*** Provided information Section Begins ***

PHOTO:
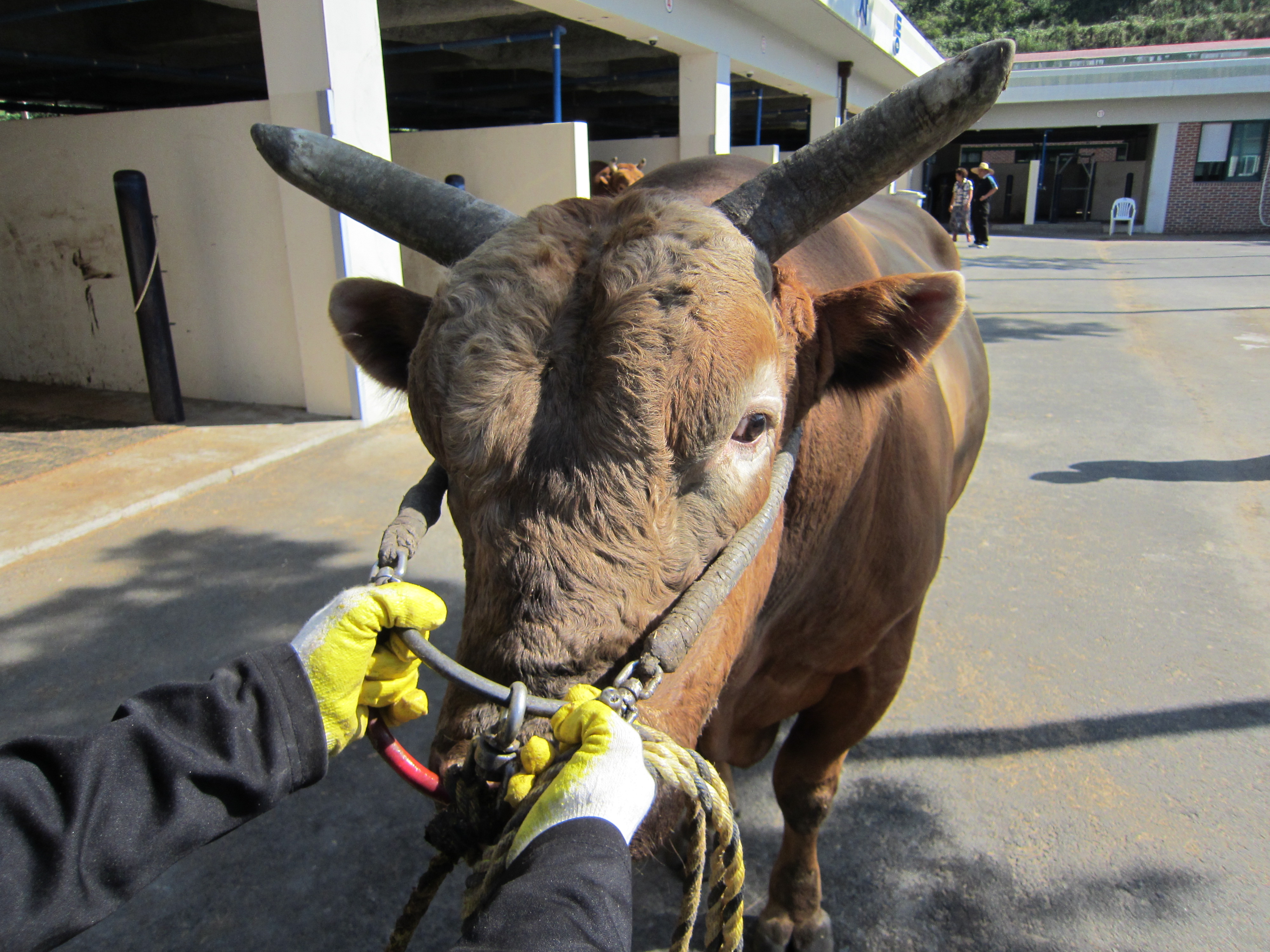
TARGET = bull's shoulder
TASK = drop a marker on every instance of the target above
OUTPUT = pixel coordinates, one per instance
(707, 180)
(906, 237)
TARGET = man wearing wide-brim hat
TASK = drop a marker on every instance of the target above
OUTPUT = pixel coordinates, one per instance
(985, 188)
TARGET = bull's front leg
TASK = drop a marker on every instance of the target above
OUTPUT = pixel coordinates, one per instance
(806, 780)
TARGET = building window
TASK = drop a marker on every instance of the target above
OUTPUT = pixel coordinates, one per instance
(1231, 152)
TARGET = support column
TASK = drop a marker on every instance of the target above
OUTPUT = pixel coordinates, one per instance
(705, 105)
(1161, 177)
(1033, 187)
(326, 73)
(826, 116)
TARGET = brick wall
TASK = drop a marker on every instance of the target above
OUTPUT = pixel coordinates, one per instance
(1207, 208)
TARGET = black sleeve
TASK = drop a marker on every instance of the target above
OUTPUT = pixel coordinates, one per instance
(88, 822)
(570, 890)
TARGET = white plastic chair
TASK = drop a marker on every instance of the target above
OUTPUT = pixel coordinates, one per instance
(1123, 210)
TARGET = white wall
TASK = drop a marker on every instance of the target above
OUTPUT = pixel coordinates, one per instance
(516, 167)
(220, 244)
(664, 152)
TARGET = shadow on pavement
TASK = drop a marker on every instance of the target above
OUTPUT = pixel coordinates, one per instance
(1033, 265)
(896, 880)
(996, 329)
(1240, 715)
(1253, 470)
(330, 869)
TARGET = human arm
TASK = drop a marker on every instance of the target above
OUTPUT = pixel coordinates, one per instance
(87, 822)
(568, 882)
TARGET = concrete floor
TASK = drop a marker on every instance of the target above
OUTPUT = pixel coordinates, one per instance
(1079, 760)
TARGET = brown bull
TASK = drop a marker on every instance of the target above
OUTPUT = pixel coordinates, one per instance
(608, 383)
(614, 178)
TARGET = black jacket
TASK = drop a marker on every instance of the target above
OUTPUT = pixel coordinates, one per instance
(88, 822)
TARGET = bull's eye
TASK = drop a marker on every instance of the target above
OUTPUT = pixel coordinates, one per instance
(751, 428)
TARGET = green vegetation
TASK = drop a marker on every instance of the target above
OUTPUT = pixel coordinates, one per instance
(1043, 26)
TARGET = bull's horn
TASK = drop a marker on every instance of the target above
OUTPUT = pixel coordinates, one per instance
(796, 199)
(438, 220)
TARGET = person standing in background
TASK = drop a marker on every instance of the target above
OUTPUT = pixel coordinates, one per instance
(985, 188)
(963, 195)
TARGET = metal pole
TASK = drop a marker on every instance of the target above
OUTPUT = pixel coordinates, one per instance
(1041, 185)
(759, 120)
(142, 248)
(557, 112)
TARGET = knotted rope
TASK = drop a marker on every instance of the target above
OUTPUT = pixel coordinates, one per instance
(672, 766)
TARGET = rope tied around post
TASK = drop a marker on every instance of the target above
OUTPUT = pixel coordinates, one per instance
(150, 276)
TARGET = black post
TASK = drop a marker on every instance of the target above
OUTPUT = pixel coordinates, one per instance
(149, 303)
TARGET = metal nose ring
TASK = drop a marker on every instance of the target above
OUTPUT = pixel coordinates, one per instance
(510, 729)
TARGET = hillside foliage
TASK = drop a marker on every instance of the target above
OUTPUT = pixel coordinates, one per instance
(1043, 26)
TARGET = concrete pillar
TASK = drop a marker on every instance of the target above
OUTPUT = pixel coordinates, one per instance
(326, 73)
(1033, 187)
(825, 116)
(705, 105)
(1161, 177)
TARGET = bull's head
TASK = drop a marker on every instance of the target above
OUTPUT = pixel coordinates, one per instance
(608, 383)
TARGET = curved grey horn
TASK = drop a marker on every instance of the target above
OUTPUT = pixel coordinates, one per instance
(796, 199)
(438, 220)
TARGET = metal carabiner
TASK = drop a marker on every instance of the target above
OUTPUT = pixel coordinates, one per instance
(384, 574)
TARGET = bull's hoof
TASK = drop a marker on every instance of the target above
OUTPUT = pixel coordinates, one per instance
(780, 935)
(815, 936)
(770, 936)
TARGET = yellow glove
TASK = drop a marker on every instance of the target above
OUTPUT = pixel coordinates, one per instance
(606, 776)
(351, 673)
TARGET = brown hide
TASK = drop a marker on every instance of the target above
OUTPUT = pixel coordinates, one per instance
(580, 375)
(866, 513)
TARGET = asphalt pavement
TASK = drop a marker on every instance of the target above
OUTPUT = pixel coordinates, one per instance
(1079, 758)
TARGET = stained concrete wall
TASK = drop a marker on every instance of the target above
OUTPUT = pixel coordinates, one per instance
(65, 303)
(516, 167)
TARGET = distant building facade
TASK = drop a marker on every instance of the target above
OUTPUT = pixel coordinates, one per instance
(1183, 130)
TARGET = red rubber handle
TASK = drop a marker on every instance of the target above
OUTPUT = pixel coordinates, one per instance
(406, 766)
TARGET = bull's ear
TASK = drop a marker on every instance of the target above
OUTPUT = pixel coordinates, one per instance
(886, 329)
(379, 324)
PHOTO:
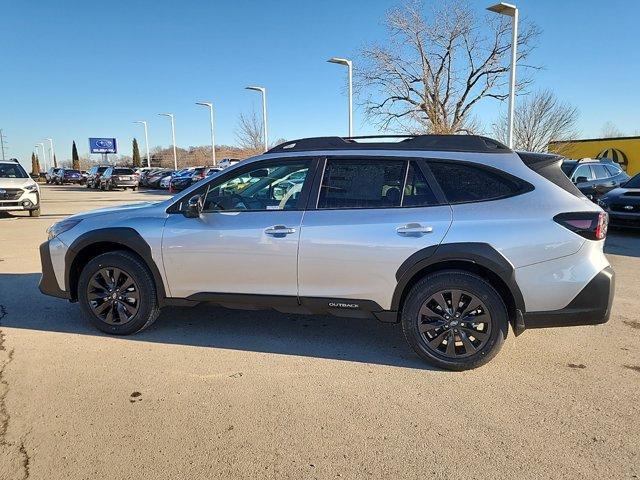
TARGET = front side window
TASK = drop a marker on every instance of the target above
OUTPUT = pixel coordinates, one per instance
(362, 183)
(275, 186)
(463, 183)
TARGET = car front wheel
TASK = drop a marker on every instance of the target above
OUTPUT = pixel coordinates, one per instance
(454, 320)
(117, 293)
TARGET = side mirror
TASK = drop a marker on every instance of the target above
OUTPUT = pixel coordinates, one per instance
(194, 207)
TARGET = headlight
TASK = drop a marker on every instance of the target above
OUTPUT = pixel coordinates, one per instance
(61, 227)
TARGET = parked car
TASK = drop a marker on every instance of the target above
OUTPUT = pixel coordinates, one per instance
(193, 175)
(623, 204)
(153, 178)
(51, 174)
(94, 174)
(228, 162)
(455, 237)
(68, 175)
(119, 177)
(18, 191)
(594, 177)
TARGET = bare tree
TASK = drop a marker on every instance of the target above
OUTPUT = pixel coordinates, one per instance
(538, 120)
(432, 70)
(610, 130)
(249, 131)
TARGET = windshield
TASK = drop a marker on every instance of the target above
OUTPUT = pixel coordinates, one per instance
(634, 182)
(12, 170)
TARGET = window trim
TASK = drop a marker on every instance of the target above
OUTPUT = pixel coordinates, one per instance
(233, 172)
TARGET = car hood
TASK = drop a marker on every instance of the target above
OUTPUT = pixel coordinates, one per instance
(15, 182)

*** Provided information Section Ends ***

- [What to work on] A faithful copy of all the lines above is needed, with the pictures omitted.

- [Written response]
PHOTO:
TARGET = bull's shoulder
TASK = drop a marker on every instance of the target above
OUTPUT = pixel coordinates, one per instance
(707, 180)
(906, 237)
TARGET = man wearing wide-brim hat
TASK = drop a marker on every instance of the target above
OUTPUT = pixel coordinates, one per instance
(985, 188)
TARGET = bull's front leg
TASK = drop a marker on every instance of the target above
OUTPUT = pixel coordinates, one per instance
(806, 780)
TARGET = building window
TASK = drop a marker on every instance of the target above
OUTPUT = pixel coordinates, one per instance
(1231, 152)
TARGET = support column
TASK = drop a marker on every instance of the target above
OUTPUT = pixel coordinates, one per instance
(705, 105)
(1161, 177)
(1033, 187)
(326, 73)
(826, 116)
TARGET = brick wall
TASK = drop a marker on every instance of the target above
OUTPUT = pixel coordinates, one per instance
(1207, 208)
TARGET = black sleeve
TASK = drop a marker on every instance of the target above
OUTPUT = pixel coordinates, one per instance
(88, 822)
(570, 890)
TARGET = white plastic chair
TASK = drop a marker on every instance of the target above
OUTPUT = pixel coordinates, one per instance
(1123, 210)
TARGET = white wall
TASK = drop a marker on every instance of the target above
OUTPUT = pixel coordinates, one per instance
(516, 167)
(220, 244)
(664, 152)
TARGET = shadow on pavement
TASK = drop a marker on every instance of the target above
OUTPUT = pixel coordinates, one per instance
(1033, 265)
(896, 880)
(996, 329)
(1240, 715)
(1253, 470)
(330, 869)
TARGET = human arm
TASK = drop a marker on every instance of the target above
OUTPUT = pixel coordinates, one per instance
(87, 822)
(568, 882)
TARGET = concrete floor
TASK = drop a marker on every instance of the target above
OUTPUT = pixel coordinates, one per instance
(1079, 760)
TARGET = brown bull
TASK = drop a marker on every instance of the target above
OUTPUT = pixel coordinates, one per instance
(608, 383)
(614, 178)
TARGET = black jacket
TASK = drop a marker on every instance of the target above
OUTPUT = pixel coordinates, one per instance
(88, 822)
TARGET = bull's eye
TASK = drop a marker on every instance of the target above
OUTPUT = pixel coordinates, one per instance
(751, 428)
TARGET = green vegetation
TASK = drop a marker on every instance of the target above
OUTPUT = pixel coordinates, one per instance
(1043, 26)
TARGET = bull's horn
TASK = drop a marker on every instance of the target above
OUTPUT = pixel coordinates, one per instance
(796, 199)
(438, 220)
TARGET = person standing in background
TASK = drop a marker on every instance of the target above
OUTPUT = pixel coordinates, one per instance
(985, 188)
(963, 195)
TARGET = metal pole
TASK = drop a marker on every instance of the target above
OUTPUT = pixel coordinates, one per instance
(1041, 185)
(759, 120)
(142, 248)
(557, 112)
TARGET = knotted rope
TASK = drop a marker on every instance of the target above
OUTPUT = pixel coordinates, one per instance
(672, 766)
TARGET = rope tied around post
TASK = drop a marker on every instance of the target above
OUTPUT = pixel coordinates, one per instance
(150, 276)
TARGET = black post
TASK = drop a marker on every instance of the target above
OUTPUT = pixel coordinates, one per instance
(149, 303)
TARGET = metal nose ring
TASK = drop a marker on every instance of the target above
OUTPUT = pixel coordinates, one per instance
(510, 729)
TARGET = hillside foliage
TASK = drop a marker on every instance of the target above
OUTPUT = pixel coordinates, one per instance
(1043, 26)
TARGET = concrete pillar
TASK = drop a marker on every instance of the target above
OUTPUT = pixel coordinates, one per instance
(326, 73)
(1033, 187)
(825, 116)
(705, 105)
(1161, 177)
TARGET = bull's head
TASK = drop a marker on every instance of the target above
OUTPUT = pixel coordinates, one per instance
(608, 383)
TARGET = curved grey horn
TASK = drop a marker on every instance of the target above
OUTPUT = pixel coordinates, one per instance
(796, 199)
(438, 220)
TARGET = metal carabiner
TASK = drop a marker on every instance of the target above
OUTPUT = pixel coordinates, one per instance
(384, 574)
TARGET = bull's hoof
TASK = drop a marker on every instance of the target above
OUTPUT = pixel coordinates, one per instance
(780, 935)
(815, 936)
(770, 936)
TARGET = yellow glove
TASK = drop a marker on every instance of the target above
OUTPUT = pixel coordinates, one per instance
(606, 776)
(351, 673)
TARGET = brown hide
TASK = drop a marker on every instance of the target above
OUTPUT = pixel coordinates, one per instance
(580, 375)
(866, 513)
TARGET = asphalt pavement
TASK = drop a marker on every instance of the target above
OUTPUT = pixel coordinates, one per instance
(1079, 758)
TARGET = stained concrete wall
TASK = drop a marker on every instance of the target above
OUTPUT = pixel coordinates, one per instance
(65, 303)
(516, 167)
TARGET = distant building facade
TASK = drop a marker on every instance of the target above
OUTPUT = pixel coordinates, one per instance
(1183, 130)
TARGET = red rubber handle
TASK = drop a marker on every instance of the target above
OUTPUT = pixel coordinates, one per instance
(406, 766)
TARGET = bull's ear
TASK = drop a marker on every instance of the target above
OUTPUT = pixel coordinates, one per instance
(886, 329)
(379, 324)
PHOTO:
TARGET = front side window
TASK = drop a marker on every instance of the target above
OUTPUT = pixel coordinates, one per instance
(362, 183)
(275, 186)
(463, 183)
TARGET = car front wheel
TASK = drop a marker on every instance of the target above
OUTPUT = pixel coordinates, one per instance
(454, 320)
(117, 293)
TARGET = side mirror
TASK = drop a marker on every instance of the target above
OUTPUT = pixel coordinates, one per instance
(194, 207)
TARGET = headlight
TASK = drop a marker on every instance of the target above
OUTPUT = pixel coordinates, one per instance
(61, 227)
TARGET = parked car
TASK = drop a marker on every instance of the target above
OUTPUT = pixel coordinates, one per instance
(193, 175)
(623, 204)
(153, 178)
(51, 174)
(94, 174)
(228, 162)
(455, 237)
(68, 175)
(119, 177)
(18, 191)
(594, 177)
TARGET = bare tree
TASK = drop a marker on every instance of the target above
OUTPUT = pixel coordinates, one per instance
(538, 120)
(432, 70)
(610, 130)
(249, 131)
TARGET = windshield
TASK = drop a marker on every instance of the target above
OUTPUT = pixel coordinates, one per instance
(634, 182)
(12, 170)
TARGET = window trim
TASK = drop a marker on every instance of the target above
OUTPUT = pixel coordinates, one per instance
(233, 172)
TARGET = car hood
TASK = drop a marker on every instance of the target above
OUTPUT = pixel coordinates, one per instance
(15, 182)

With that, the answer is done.